◆ **Task details**
Recast each line of the data below as a string in a single JSON list, one string per line, with blank lines omitted.

◆ **Provided records**
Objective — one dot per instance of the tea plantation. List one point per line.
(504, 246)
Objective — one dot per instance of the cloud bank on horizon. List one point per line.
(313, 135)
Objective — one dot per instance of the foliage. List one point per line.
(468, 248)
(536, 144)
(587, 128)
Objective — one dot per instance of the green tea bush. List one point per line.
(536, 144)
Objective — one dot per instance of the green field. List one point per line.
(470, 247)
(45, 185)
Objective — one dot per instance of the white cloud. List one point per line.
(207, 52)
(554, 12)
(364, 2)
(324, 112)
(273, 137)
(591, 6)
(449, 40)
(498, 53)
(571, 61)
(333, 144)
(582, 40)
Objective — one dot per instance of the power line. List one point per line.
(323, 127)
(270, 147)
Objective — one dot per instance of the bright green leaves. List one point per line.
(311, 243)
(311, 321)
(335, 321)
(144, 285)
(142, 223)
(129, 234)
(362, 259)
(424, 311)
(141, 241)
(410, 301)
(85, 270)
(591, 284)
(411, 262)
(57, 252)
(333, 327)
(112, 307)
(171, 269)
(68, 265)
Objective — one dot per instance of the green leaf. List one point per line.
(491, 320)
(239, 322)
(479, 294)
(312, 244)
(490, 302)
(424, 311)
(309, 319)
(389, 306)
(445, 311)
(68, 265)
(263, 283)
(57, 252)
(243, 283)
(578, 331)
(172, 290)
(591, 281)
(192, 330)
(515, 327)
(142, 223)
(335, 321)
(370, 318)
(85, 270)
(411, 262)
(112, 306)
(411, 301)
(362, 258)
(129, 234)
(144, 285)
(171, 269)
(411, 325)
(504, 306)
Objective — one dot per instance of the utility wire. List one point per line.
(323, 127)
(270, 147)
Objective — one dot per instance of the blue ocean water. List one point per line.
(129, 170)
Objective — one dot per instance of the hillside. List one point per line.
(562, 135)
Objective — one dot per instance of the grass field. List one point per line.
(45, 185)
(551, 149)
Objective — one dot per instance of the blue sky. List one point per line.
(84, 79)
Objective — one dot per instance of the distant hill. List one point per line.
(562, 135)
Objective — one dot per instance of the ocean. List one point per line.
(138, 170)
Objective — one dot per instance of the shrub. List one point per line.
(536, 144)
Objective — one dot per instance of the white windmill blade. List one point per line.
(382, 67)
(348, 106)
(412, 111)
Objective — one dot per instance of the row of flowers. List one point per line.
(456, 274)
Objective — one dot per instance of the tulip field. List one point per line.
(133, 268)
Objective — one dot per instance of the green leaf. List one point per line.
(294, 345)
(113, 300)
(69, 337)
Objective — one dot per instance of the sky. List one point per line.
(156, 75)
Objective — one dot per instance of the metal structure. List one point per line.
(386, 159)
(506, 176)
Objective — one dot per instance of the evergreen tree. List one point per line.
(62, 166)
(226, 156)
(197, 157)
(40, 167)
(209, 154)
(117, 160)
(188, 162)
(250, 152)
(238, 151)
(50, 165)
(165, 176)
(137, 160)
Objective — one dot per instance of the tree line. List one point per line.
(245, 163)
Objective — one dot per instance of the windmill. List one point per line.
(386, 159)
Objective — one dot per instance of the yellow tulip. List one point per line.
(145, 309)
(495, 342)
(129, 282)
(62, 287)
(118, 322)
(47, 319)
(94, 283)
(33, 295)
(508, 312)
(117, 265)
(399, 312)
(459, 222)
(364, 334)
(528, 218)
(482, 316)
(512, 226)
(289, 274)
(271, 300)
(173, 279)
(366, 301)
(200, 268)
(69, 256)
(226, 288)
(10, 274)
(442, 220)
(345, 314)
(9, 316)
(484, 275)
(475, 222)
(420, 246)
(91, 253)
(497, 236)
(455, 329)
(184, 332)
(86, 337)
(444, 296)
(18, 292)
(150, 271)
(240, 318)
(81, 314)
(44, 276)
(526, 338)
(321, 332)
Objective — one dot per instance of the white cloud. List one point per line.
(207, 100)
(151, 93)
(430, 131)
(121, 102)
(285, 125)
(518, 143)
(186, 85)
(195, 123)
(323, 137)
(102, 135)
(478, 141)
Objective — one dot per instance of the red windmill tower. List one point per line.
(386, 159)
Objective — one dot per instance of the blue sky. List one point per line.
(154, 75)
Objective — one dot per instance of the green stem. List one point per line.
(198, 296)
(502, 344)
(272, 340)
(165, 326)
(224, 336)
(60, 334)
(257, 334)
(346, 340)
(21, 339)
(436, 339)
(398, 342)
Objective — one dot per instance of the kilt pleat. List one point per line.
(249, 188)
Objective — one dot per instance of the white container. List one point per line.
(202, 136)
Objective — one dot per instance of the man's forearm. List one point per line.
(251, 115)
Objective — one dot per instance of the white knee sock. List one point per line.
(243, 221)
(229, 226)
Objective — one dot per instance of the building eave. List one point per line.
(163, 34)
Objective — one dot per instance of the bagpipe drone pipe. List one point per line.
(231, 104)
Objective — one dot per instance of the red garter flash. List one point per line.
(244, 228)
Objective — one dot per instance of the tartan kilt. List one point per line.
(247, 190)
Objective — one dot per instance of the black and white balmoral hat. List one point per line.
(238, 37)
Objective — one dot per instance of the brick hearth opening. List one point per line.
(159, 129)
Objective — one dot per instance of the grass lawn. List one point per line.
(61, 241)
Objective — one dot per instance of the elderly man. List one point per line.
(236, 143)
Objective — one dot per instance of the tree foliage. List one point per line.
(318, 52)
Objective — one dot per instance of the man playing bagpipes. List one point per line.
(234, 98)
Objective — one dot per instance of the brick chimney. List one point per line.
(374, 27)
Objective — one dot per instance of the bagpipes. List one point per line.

◆ **Finished exercise**
[
  "Objective — one dot per instance of the tea plantation. List one point per line.",
  "(504, 246)",
  "Objective — one dot per instance of the cloud bank on horizon. List one point per line.",
  "(313, 135)",
  "Objective — one dot per instance of the foliage. List one point per line.",
  "(468, 248)",
  "(536, 144)",
  "(587, 128)",
  "Objective — one dot per instance of the green tea bush. List one point per line.",
  "(536, 144)",
  "Objective — one dot per instance of the green field. List one point per line.",
  "(470, 247)",
  "(45, 185)",
  "Objective — one dot per instance of the white cloud. List one point per line.",
  "(207, 52)",
  "(554, 12)",
  "(364, 2)",
  "(324, 112)",
  "(273, 137)",
  "(591, 6)",
  "(449, 40)",
  "(498, 53)",
  "(571, 61)",
  "(333, 144)",
  "(582, 40)",
  "Objective — one dot per instance of the power line. List one point per line.",
  "(323, 127)",
  "(270, 147)",
  "Objective — one dot per instance of the bright green leaves. List one point per line.",
  "(311, 243)",
  "(311, 321)",
  "(335, 321)",
  "(144, 285)",
  "(142, 223)",
  "(129, 234)",
  "(362, 259)",
  "(424, 311)",
  "(141, 241)",
  "(410, 301)",
  "(85, 270)",
  "(591, 284)",
  "(411, 262)",
  "(57, 252)",
  "(333, 327)",
  "(112, 307)",
  "(171, 269)",
  "(68, 265)",
  "Objective — one dot per instance of the green leaf. List one point per line.",
  "(491, 320)",
  "(239, 322)",
  "(479, 294)",
  "(312, 244)",
  "(490, 302)",
  "(424, 311)",
  "(309, 319)",
  "(389, 306)",
  "(445, 311)",
  "(68, 265)",
  "(263, 283)",
  "(57, 252)",
  "(243, 283)",
  "(578, 331)",
  "(172, 290)",
  "(591, 281)",
  "(192, 330)",
  "(515, 327)",
  "(142, 223)",
  "(335, 321)",
  "(370, 318)",
  "(85, 270)",
  "(411, 262)",
  "(112, 306)",
  "(411, 301)",
  "(362, 258)",
  "(129, 234)",
  "(144, 285)",
  "(171, 269)",
  "(411, 325)",
  "(504, 306)",
  "Objective — one dot per instance of the utility wire. List one point per line.",
  "(323, 127)",
  "(270, 147)",
  "Objective — one dot per instance of the blue ocean water. List one point per line.",
  "(129, 170)",
  "Objective — one dot per instance of the hillside. List one point per line.",
  "(562, 135)",
  "Objective — one dot per instance of the grass field. List one point per line.",
  "(45, 185)",
  "(551, 149)",
  "Objective — one dot per instance of the blue sky. List one point per line.",
  "(84, 79)",
  "Objective — one dot per instance of the distant hill. List one point per line.",
  "(562, 135)",
  "Objective — one dot per instance of the ocean. List one point per line.",
  "(138, 170)",
  "Objective — one dot per instance of the shrub. List one point per line.",
  "(536, 144)",
  "Objective — one dot per instance of the white windmill blade. List one point per line.",
  "(382, 67)",
  "(348, 106)",
  "(412, 111)",
  "Objective — one dot per instance of the row of flowers. List one point per line.",
  "(456, 274)",
  "Objective — one dot per instance of the tulip field. List one point per line.",
  "(133, 268)",
  "Objective — one dot per instance of the green leaf. List one point per line.",
  "(294, 345)",
  "(113, 300)",
  "(69, 337)",
  "Objective — one dot per instance of the sky. List one point per line.",
  "(156, 75)",
  "Objective — one dot per instance of the metal structure. List one point per line.",
  "(386, 159)",
  "(506, 176)",
  "Objective — one dot per instance of the evergreen tree. List one point per line.",
  "(62, 166)",
  "(226, 156)",
  "(197, 157)",
  "(40, 167)",
  "(209, 154)",
  "(117, 160)",
  "(188, 162)",
  "(250, 152)",
  "(238, 151)",
  "(50, 165)",
  "(165, 176)",
  "(137, 160)",
  "Objective — one dot per instance of the tree line. List one point per line.",
  "(245, 163)",
  "Objective — one dot per instance of the windmill. List one point per line.",
  "(386, 159)",
  "Objective — one dot per instance of the yellow tulip. List one point per line.",
  "(145, 309)",
  "(495, 342)",
  "(129, 282)",
  "(62, 287)",
  "(118, 322)",
  "(47, 319)",
  "(94, 283)",
  "(33, 295)",
  "(508, 312)",
  "(117, 265)",
  "(399, 312)",
  "(459, 222)",
  "(364, 334)",
  "(528, 218)",
  "(482, 316)",
  "(512, 226)",
  "(289, 274)",
  "(271, 300)",
  "(173, 279)",
  "(366, 301)",
  "(200, 268)",
  "(69, 256)",
  "(226, 288)",
  "(10, 274)",
  "(442, 220)",
  "(345, 314)",
  "(9, 316)",
  "(484, 275)",
  "(475, 222)",
  "(420, 246)",
  "(91, 253)",
  "(497, 236)",
  "(455, 329)",
  "(184, 332)",
  "(86, 337)",
  "(444, 296)",
  "(18, 292)",
  "(150, 271)",
  "(240, 318)",
  "(81, 314)",
  "(44, 276)",
  "(526, 338)",
  "(321, 332)",
  "Objective — one dot per instance of the white cloud. List one point per line.",
  "(207, 100)",
  "(151, 93)",
  "(430, 131)",
  "(121, 102)",
  "(285, 125)",
  "(518, 143)",
  "(186, 85)",
  "(195, 123)",
  "(323, 137)",
  "(102, 135)",
  "(478, 141)",
  "Objective — one dot per instance of the red windmill tower. List one point per line.",
  "(386, 159)",
  "Objective — one dot per instance of the blue sky. List one point per line.",
  "(154, 75)",
  "Objective — one dot per instance of the green stem. List one point per line.",
  "(198, 296)",
  "(502, 344)",
  "(272, 340)",
  "(165, 326)",
  "(224, 336)",
  "(60, 334)",
  "(257, 334)",
  "(346, 340)",
  "(21, 339)",
  "(436, 339)",
  "(398, 342)",
  "Objective — one dot per instance of the kilt pleat. List one point per line.",
  "(249, 188)",
  "Objective — one dot per instance of the white container. List one point per line.",
  "(202, 136)",
  "Objective — one dot per instance of the man's forearm. List one point per line.",
  "(251, 115)",
  "Objective — one dot per instance of the white knee sock. List one point per line.",
  "(243, 221)",
  "(229, 226)",
  "Objective — one dot per instance of the building eave. List one point per line.",
  "(163, 34)",
  "Objective — one dot per instance of the bagpipe drone pipe. List one point per line.",
  "(231, 104)",
  "Objective — one dot per instance of the red garter flash. List one point per line.",
  "(244, 228)",
  "Objective — one dot per instance of the tartan kilt. List one point per line.",
  "(247, 190)",
  "Objective — one dot per instance of the black and white balmoral hat. List one point per line.",
  "(238, 37)",
  "Objective — one dot per instance of the brick hearth opening. List one point per line.",
  "(159, 129)",
  "Objective — one dot per instance of the grass lawn. List one point per line.",
  "(61, 241)",
  "Objective — one dot per instance of the elderly man. List one point per line.",
  "(236, 143)",
  "Objective — one dot per instance of the tree foliage. List one point per line.",
  "(318, 52)",
  "Objective — one dot per instance of the man playing bagpipes. List one point per line.",
  "(234, 98)",
  "Objective — one dot per instance of the brick chimney. List one point per line.",
  "(374, 27)",
  "Objective — one dot per instance of the bagpipes. List one point per line."
]